### TASK SET
A – Retype the part of the NumPy and Rasters text starting at "Similar to with" and ending at "rast + np.random.normal(size=np.shape(arr)))".
B – In the NumPy and Rasters text, what do NumPy's logical comparison functions cast Rasters to?

### TEXT SEGMENT
• • • •

Similar to with Python operators, NumPy’s logical comparison functions cast Rasters to a Mask.

# Universal function with a single input and two outputs
np.greater(rast, rast + np.random.normal(size=np.shape(arr)))

Mask(
  data=[[False -- --]
        [-- False False]
        [True False --]]
  transform=| 0.33, 0.00, 0.00|
            | 0.00,-0.33, 1.00|
            | 0.00, 0.00, 1.00|
  crs=EPSG:4326)

Array functions

The second and last category of NumPy array functions supported by Rasters through the array interface is that of array functions, which are all other non-universal functions that can be applied to an array. Those function always modify the dimensionality of the output, such as mean(), count_nonzero() or nanmax(). Consequently, the output is the same as it would be with ndarrays.

# Traditional mathematical function
np.max(rast)

234

# Expliciting an axis for reduction
np.count_nonzero(rast, axis=1)

• • • •

### EXTRACTED DATA
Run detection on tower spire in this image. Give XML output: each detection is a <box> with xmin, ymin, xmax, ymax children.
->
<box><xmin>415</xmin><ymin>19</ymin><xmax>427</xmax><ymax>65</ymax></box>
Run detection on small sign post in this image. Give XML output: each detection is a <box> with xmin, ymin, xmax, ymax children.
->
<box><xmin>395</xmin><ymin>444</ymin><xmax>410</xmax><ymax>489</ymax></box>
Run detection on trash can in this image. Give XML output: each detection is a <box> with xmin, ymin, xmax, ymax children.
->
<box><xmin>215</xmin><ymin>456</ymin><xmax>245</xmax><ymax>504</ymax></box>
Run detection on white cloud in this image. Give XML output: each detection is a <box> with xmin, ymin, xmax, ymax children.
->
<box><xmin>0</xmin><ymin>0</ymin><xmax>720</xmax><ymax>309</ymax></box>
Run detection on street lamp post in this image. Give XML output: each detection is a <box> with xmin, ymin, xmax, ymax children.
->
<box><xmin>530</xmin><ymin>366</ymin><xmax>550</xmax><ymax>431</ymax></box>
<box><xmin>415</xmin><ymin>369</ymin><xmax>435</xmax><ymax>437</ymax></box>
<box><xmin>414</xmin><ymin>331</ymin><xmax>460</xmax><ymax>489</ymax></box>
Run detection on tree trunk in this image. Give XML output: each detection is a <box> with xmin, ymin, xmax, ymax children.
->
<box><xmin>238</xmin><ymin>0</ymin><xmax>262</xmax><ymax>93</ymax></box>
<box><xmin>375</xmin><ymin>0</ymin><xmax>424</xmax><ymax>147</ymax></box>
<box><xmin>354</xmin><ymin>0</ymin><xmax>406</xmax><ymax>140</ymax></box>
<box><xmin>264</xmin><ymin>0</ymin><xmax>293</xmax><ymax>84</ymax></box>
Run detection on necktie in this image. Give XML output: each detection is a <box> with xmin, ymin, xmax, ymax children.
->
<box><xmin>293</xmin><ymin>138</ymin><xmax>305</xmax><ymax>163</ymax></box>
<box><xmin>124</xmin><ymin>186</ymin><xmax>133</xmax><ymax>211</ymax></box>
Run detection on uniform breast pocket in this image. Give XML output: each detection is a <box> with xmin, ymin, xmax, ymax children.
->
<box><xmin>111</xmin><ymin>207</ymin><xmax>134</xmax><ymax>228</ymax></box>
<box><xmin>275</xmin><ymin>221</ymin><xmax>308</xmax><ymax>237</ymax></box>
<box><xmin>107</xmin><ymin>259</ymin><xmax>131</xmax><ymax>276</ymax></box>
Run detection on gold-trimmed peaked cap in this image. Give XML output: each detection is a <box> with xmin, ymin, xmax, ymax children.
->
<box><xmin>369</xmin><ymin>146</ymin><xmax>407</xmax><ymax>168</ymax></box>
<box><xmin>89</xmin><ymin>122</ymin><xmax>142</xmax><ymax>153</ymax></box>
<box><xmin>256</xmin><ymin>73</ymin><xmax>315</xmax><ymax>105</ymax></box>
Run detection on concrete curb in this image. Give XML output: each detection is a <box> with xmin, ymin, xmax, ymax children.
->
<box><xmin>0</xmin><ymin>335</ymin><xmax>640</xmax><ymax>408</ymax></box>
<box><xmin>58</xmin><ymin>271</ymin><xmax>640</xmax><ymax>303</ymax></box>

• • • •

### EXPECTED OUTPUTS
A –
Similar to with Python operators, NumPy’s logical comparison functions cast Rasters to a Mask.

# Universal function with a single input and two outputs
np.greater(rast, rast + np.random.normal(size=np.shape(arr)))

B – A Mask.